What you will do: Count the lines of the records below that contain the string "segment", and reply with the number alone.

◆ ◆ ◆

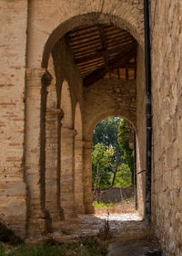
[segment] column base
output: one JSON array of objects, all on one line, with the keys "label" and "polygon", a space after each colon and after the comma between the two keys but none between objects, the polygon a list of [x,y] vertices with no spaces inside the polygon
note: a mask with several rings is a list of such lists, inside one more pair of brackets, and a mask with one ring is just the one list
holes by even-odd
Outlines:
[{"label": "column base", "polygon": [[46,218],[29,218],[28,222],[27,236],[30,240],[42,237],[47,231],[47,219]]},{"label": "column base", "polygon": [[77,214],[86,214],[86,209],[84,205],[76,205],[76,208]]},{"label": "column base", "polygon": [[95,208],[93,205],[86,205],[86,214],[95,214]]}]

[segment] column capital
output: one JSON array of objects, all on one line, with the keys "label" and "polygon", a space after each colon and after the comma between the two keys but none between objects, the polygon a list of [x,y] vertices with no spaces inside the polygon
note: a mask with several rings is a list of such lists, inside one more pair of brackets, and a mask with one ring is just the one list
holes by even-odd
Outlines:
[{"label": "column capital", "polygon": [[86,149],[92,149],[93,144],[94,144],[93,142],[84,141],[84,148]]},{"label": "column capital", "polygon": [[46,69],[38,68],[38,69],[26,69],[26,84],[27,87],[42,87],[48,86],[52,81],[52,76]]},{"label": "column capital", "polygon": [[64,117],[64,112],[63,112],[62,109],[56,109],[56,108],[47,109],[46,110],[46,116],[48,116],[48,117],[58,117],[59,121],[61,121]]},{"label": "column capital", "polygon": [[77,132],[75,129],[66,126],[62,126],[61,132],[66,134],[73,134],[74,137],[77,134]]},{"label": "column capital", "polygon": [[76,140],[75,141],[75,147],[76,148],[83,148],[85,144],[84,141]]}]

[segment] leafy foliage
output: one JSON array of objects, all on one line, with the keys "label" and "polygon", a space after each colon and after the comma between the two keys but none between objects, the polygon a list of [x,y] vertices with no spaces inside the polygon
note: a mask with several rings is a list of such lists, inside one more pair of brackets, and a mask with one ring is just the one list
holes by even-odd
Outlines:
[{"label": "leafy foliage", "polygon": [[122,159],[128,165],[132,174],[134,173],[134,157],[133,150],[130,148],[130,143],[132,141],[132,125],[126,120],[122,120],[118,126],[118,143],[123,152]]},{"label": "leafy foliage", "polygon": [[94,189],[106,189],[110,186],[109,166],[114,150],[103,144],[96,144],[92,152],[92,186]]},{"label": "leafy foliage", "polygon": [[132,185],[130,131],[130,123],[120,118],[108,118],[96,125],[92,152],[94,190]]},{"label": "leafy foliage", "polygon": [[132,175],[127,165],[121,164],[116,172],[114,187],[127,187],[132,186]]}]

◆ ◆ ◆

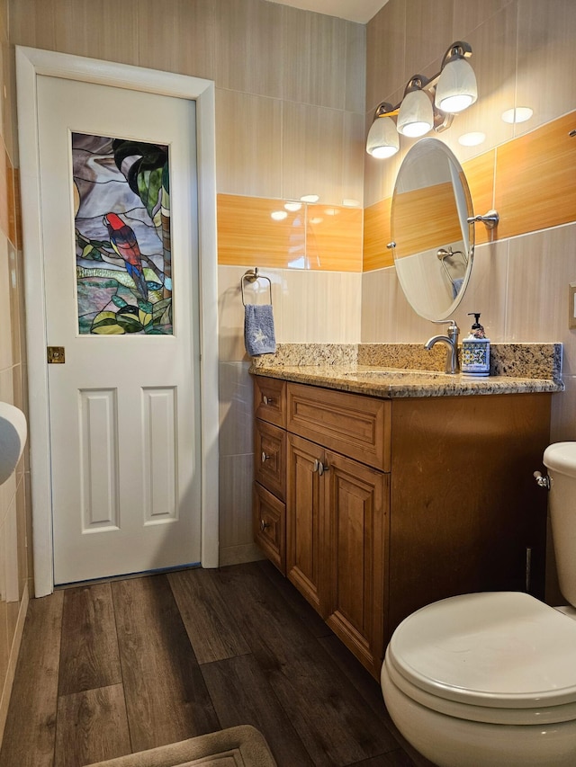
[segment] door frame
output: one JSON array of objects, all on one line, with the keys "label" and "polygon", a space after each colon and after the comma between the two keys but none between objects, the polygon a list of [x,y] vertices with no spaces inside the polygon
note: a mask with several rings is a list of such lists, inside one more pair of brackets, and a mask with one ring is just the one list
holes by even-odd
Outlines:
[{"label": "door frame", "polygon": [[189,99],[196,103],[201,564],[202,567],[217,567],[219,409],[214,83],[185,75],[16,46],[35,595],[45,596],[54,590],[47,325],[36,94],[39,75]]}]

◆ ◆ ◆

Output of the task: 4